Data lines:
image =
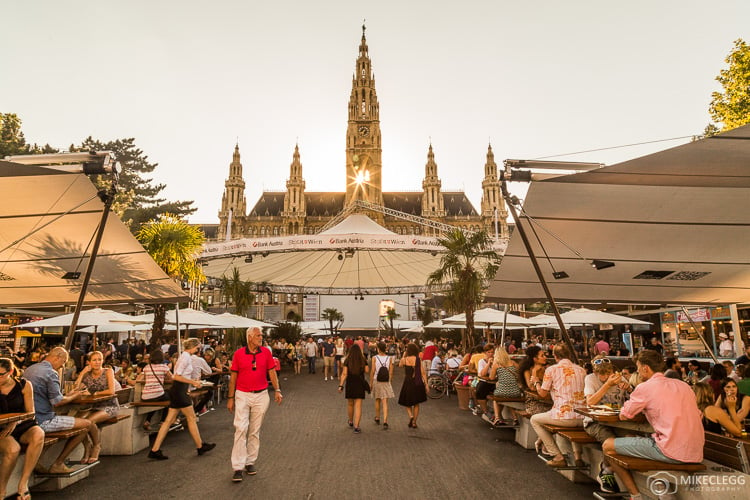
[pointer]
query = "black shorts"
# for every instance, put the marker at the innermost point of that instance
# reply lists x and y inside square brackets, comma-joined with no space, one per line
[178,396]
[484,389]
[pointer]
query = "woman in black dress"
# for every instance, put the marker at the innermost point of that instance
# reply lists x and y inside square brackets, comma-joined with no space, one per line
[17,396]
[413,390]
[353,374]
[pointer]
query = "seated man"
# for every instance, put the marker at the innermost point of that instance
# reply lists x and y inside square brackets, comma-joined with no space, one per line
[565,381]
[46,383]
[604,386]
[669,406]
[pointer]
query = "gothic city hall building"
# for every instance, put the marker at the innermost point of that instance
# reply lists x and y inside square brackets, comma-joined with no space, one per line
[297,211]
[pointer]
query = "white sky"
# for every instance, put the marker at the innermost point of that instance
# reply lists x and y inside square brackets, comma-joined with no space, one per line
[537,78]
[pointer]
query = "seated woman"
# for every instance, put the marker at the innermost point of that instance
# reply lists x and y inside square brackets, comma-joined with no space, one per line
[96,380]
[715,419]
[17,396]
[504,371]
[732,401]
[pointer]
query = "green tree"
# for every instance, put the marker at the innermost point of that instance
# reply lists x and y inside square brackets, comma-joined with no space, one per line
[175,246]
[238,292]
[138,198]
[465,268]
[12,140]
[731,107]
[392,315]
[332,315]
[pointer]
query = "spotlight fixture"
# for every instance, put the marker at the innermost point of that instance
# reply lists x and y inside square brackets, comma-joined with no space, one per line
[601,264]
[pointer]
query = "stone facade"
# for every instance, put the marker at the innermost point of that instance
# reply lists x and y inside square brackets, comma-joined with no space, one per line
[296,211]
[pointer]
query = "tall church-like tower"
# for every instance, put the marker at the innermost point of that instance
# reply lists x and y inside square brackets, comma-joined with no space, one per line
[233,204]
[363,144]
[432,198]
[492,200]
[294,200]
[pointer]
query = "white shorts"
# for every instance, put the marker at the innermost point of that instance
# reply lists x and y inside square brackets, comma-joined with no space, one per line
[58,423]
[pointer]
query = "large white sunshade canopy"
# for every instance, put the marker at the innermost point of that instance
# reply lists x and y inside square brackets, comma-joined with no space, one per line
[47,224]
[675,223]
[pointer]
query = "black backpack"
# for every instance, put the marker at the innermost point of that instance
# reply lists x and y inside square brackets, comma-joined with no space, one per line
[382,375]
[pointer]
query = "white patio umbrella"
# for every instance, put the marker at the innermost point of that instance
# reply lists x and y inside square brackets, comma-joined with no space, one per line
[96,318]
[583,316]
[229,320]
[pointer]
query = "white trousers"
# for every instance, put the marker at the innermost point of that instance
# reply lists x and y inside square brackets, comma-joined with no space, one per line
[249,410]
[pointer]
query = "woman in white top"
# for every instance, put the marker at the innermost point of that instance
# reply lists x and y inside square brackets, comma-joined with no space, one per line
[179,401]
[381,389]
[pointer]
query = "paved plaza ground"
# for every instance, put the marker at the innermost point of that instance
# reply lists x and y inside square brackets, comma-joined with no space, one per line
[308,452]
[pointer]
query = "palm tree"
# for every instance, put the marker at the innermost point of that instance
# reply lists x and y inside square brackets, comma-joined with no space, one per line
[392,315]
[465,268]
[331,314]
[238,292]
[175,246]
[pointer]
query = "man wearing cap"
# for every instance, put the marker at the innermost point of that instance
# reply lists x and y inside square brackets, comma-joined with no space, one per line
[726,347]
[248,399]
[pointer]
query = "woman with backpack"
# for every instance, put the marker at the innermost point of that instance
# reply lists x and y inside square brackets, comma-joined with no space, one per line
[381,372]
[353,376]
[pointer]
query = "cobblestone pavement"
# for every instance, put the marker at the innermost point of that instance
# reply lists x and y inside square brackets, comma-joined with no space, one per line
[308,452]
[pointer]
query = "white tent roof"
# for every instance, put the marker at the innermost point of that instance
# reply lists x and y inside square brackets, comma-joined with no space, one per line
[357,224]
[489,316]
[343,260]
[675,223]
[47,224]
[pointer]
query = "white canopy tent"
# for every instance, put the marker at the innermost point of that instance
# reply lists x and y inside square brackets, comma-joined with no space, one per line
[676,224]
[49,220]
[357,255]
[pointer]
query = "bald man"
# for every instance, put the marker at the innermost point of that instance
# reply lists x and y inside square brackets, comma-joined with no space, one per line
[47,396]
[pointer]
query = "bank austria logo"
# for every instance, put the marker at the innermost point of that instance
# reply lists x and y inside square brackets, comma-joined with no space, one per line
[662,483]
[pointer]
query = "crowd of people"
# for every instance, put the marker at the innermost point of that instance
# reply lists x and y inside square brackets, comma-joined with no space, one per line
[715,399]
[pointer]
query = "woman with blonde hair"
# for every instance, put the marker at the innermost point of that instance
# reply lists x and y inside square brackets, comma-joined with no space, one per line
[715,419]
[504,372]
[96,380]
[180,402]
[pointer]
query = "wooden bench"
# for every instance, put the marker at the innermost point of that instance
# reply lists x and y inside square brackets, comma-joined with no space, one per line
[643,464]
[114,420]
[577,436]
[727,451]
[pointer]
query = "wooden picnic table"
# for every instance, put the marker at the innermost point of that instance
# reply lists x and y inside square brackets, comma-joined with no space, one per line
[612,419]
[9,418]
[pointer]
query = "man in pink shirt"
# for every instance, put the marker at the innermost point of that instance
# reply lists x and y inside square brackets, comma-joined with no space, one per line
[565,382]
[669,406]
[601,347]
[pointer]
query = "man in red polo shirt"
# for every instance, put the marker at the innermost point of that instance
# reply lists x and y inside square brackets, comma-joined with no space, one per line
[248,399]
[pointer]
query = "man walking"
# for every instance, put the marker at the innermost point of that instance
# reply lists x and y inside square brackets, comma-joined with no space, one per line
[329,354]
[248,399]
[311,351]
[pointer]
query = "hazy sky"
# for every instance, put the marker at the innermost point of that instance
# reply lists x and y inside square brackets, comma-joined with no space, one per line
[536,78]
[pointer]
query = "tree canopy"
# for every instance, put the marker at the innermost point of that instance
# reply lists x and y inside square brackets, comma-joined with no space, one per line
[731,107]
[138,200]
[466,267]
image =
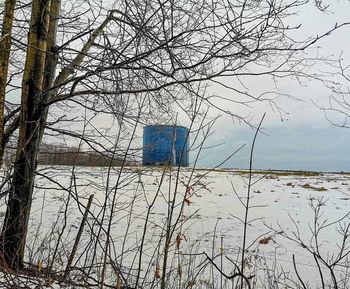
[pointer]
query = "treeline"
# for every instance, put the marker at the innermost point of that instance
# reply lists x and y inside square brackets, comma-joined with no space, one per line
[50,154]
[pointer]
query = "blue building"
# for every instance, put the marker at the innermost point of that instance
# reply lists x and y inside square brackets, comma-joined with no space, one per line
[165,145]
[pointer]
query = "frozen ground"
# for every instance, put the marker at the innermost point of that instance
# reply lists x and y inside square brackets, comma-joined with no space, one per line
[208,207]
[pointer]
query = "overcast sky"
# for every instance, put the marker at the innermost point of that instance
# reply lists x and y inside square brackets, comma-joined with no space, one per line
[305,140]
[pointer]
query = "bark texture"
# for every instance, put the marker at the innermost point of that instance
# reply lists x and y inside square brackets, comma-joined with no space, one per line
[13,236]
[5,47]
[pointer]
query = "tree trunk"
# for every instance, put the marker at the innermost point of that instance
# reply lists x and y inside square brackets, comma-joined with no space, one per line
[5,47]
[13,236]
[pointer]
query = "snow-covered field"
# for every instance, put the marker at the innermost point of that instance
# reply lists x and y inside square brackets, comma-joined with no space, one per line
[207,214]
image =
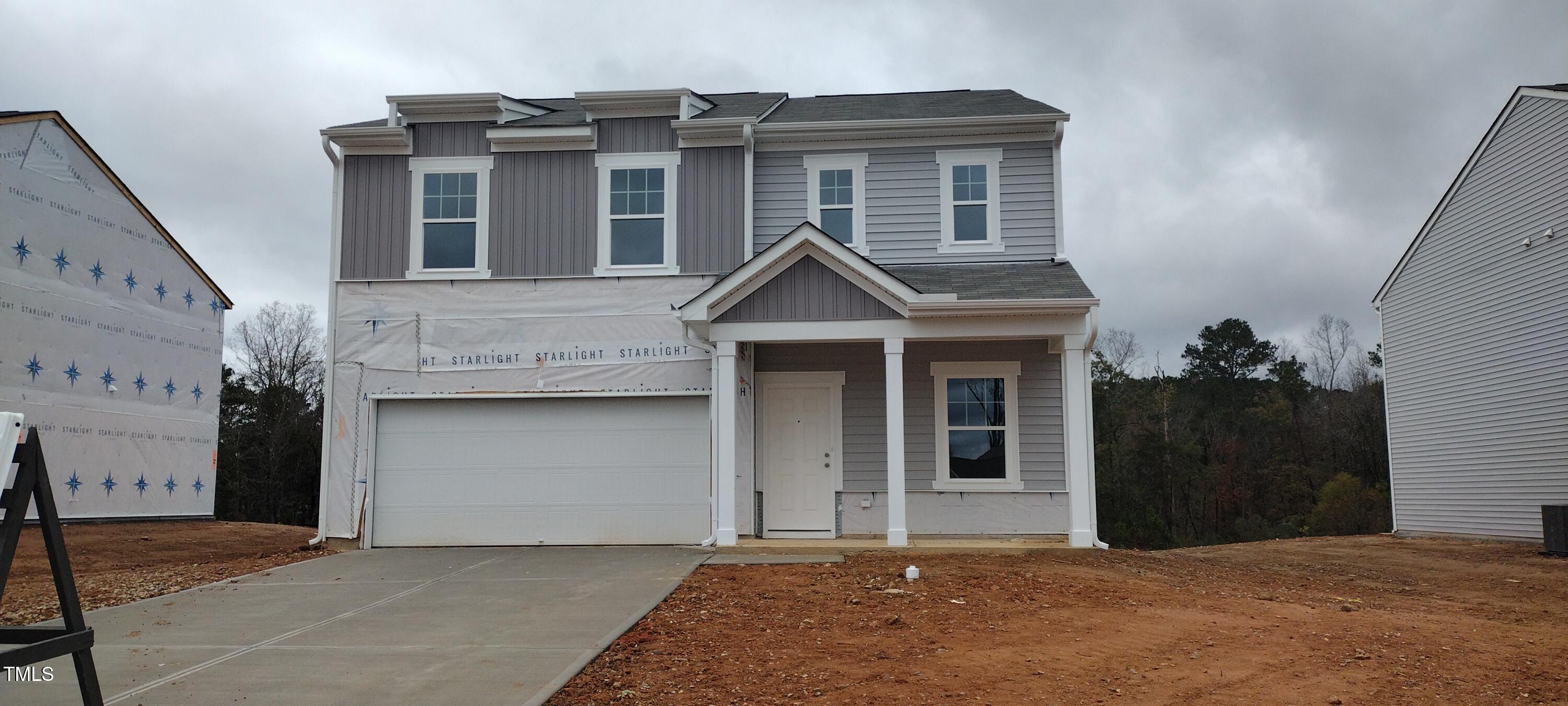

Directions for this task: How many lines in the listing above contain the string "backpack"? Reply with the number alone.

Answer: 2